→ **Excerpted passage**:
It's a similar story with the second stage, which mimics an activated sludge aeration plant, but with different dissolved oxygen profiles along the aeration lane. "We need that to select for the bacillus, but we can upgrade existing aeration tanks," explains Hoyland. "The hydrodynamics change and we typically need four tanks in series, but we can install partition walls, for example. Then each zone is provided with its own fine-bubble diffused aeration system from a common manifold, feeding back on DO2 for control. It's also worth noting that our bacillus is not dosed: it's grown in situ. That saves money and provides a much greater concentration than most operators could otherwise afford."
All convincing stuff and Hoyland goes on to claim that the technology can be configured for plants handling everything from concentrated effluents to municipal wastewaters. "We have around 40 plants operational, removing nitrogen and phosphorous, as well as carbonaceous matter," he declares.
All of which comes just as the provisions of the Water Framework Directive (which was put into UK law in 2003, but with a timetable of implementation running out to 2015) start biting, in terms of river basin and coastal water nutrient levels. Upgrading treatment plants in this way appears to offer substantial capital savings.
And also energy and emissions savings. Hoyland explains that, whereas conventional RBCs operate at about 2kg of oxygen per kWh, HYBACS units run at nearer 7kg per kWh, typically removing 50% of the pollution load very efficiently.

→ **Set task**:
Answer these questions using the wastewater treatment passage:
(a) About how many operational plants does Hoyland say there are?
(b) In what year was the Water Framework Directive put into UK law?
(c) About how many kilograms of oxygen per kWh do HYBACS units run at?

[Rows from a dataset]
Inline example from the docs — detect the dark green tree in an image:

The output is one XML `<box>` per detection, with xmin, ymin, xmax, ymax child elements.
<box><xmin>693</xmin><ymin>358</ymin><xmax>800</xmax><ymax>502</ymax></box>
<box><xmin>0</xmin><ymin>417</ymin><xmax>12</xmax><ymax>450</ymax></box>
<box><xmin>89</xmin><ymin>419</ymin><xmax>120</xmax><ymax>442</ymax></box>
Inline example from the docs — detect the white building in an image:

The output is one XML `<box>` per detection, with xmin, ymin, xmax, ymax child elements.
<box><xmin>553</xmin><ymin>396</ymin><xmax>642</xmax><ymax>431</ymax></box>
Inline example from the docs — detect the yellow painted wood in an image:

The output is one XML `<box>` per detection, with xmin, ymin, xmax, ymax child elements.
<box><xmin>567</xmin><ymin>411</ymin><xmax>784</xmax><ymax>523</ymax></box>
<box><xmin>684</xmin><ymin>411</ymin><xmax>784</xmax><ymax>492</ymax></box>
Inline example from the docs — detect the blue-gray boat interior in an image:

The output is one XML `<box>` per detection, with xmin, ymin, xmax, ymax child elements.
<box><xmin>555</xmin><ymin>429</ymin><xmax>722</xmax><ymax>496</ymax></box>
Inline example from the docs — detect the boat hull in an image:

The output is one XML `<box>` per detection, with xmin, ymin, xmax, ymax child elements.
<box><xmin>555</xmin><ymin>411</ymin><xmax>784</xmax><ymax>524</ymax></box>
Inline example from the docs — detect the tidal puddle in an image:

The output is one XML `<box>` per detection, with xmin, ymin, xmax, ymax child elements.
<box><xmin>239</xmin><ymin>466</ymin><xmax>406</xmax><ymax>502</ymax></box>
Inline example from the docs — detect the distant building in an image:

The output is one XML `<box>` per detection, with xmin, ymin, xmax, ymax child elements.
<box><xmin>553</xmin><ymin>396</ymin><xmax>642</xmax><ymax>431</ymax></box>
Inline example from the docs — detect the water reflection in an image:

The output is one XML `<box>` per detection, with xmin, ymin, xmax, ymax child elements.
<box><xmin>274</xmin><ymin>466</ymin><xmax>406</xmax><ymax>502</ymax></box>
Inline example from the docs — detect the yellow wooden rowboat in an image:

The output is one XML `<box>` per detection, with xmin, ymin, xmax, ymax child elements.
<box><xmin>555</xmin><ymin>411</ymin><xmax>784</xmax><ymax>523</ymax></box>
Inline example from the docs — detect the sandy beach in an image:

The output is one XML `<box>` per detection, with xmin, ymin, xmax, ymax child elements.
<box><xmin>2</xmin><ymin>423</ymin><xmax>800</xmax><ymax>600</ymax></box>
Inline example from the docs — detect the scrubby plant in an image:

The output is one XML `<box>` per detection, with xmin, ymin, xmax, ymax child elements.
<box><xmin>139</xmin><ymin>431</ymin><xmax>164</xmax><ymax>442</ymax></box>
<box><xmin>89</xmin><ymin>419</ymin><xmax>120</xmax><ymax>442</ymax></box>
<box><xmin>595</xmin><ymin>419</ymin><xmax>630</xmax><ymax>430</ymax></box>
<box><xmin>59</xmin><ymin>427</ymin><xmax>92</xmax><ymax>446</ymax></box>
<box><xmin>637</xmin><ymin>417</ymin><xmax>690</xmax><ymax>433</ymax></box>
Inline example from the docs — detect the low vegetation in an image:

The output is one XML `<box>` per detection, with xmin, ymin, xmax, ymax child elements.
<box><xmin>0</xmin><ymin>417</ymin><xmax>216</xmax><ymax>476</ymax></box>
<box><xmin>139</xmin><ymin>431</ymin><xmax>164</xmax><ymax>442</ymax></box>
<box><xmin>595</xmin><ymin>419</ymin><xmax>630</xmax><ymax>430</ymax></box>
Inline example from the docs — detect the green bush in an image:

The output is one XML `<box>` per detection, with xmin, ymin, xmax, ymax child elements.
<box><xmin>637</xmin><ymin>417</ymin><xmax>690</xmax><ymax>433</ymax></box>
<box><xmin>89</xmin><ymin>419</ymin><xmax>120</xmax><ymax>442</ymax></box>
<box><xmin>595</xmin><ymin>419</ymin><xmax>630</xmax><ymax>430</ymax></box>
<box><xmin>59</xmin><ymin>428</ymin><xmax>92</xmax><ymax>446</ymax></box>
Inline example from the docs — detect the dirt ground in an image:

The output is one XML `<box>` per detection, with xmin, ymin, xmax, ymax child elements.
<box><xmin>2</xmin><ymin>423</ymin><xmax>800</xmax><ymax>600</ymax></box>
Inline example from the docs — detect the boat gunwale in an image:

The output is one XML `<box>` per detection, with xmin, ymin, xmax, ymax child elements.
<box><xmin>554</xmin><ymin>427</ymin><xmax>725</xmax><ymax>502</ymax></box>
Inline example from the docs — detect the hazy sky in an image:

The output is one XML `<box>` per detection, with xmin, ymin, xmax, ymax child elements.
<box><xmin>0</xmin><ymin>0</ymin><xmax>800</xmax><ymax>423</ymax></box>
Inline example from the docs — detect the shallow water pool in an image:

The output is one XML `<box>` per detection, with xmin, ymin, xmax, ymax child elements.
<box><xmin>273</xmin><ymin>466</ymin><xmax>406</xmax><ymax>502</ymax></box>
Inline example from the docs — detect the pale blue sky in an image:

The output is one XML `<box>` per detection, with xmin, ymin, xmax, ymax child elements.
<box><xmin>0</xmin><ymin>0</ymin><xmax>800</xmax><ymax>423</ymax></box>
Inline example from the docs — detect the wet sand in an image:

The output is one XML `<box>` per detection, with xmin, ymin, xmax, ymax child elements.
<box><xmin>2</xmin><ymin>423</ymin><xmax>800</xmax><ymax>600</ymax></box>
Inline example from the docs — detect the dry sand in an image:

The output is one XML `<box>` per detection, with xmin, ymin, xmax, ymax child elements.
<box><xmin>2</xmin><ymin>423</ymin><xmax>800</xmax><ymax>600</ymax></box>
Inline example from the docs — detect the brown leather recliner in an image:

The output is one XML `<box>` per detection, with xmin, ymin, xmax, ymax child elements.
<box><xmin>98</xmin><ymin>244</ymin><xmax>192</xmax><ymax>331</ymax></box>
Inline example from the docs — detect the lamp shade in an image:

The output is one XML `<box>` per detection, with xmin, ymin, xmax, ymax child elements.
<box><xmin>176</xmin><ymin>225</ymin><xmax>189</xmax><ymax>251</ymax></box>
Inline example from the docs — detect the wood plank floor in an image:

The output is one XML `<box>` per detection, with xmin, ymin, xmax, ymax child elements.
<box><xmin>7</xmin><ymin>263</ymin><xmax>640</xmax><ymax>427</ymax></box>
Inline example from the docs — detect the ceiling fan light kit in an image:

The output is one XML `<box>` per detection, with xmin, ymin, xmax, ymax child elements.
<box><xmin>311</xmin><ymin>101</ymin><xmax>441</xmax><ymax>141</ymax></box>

→ **Solution to this task**:
(a) Around 40.
(b) 2003.
(c) Nearer 7kg per kWh.